The point is, that if kauui in the Gathas originally is only a reference to poet-priest and seers, it would mean a major change in the understanding of early Zarathustrism - namely the interaction between Vištāspa and Zarathushtra. According to (later) zarathustrian tradition, Vištāspa is potrayed as an eastern iranian king, who was converted to Zarathustrism by Zarathushtra, and from there on became the first and most reknowned patron of the new faith - in fact, the conversion of king Vištāspa is one, if not, the most crucial moment in zarathustrian traditional history. It is also an idealized example of perfect interaction between the sphere of politics (Vištāspa) and Religion (Zarathushtra).
If kauui originally had the meaning of seer/poet-priests, it would mean, that Vištāspa was a mantic poet without royal command, who became an ally of Zarathushtra and patron of the faith. Interestingly, Vištāspa is connected with mantic qualitites even in later traditions, when he is depicted as a ruler/king.


----------



## farzan

I’m sorry but I can’t quite follow your line of reasoning. Is there a missing link here? You said earlier that Vishtaspa was a king of the eastern territories. So how do you then infer, from the mere fact of his conversion to Zoroastrianism, that he was not in fact royalty but a mantic poet? How does the original meaning of kauui come into this? Did Vishtaspa carry that title?


----------



## Treaty

Artaxerxes I said:


> Could it also be, that all persons with the prefixed title kauui were originally powerful and reknowned poet-priests and seers, who only later were potrayed as earthly rulers of a common dynasty? Personally, i stick to this conclusion, because _kauui_/_kay_ is never used as a common synonym for terms like av. _daŋ́hupaiti_, mp. _dahībed _or mp./np. _šāh; _it exclusively refers to the members of the kayanid dynasty.

* * * *

Task prompt — Summarize the thread about the title kauui in three sentences. The items that come after the thread are separate material.

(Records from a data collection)

* * * *

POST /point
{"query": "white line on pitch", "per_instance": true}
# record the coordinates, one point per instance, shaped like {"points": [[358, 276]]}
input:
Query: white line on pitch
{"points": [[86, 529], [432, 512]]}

* * * *

Exercise result — One post argues that if kauui in the Gathas originally referred only to poet-priests and seers, Vištāspa, whom later tradition portrays as an eastern Iranian king converted by Zarathushtra, would instead have been a mantic poet without royal command who became Zarathushtra's ally and patron of the faith. A reply from farzan says the reasoning is hard to follow and asks how the original meaning of kauui bears on this and whether Vishtaspa carried that title. A quoted remark attributed to Artaxerxes I suggests that everyone with the title kauui may originally have been a poet-priest or seer later portrayed as a ruler, since kauui/kay is never a common synonym for words like daŋ́hupaiti, dahībed, or šāh and refers only to members of the Kayanid dynasty.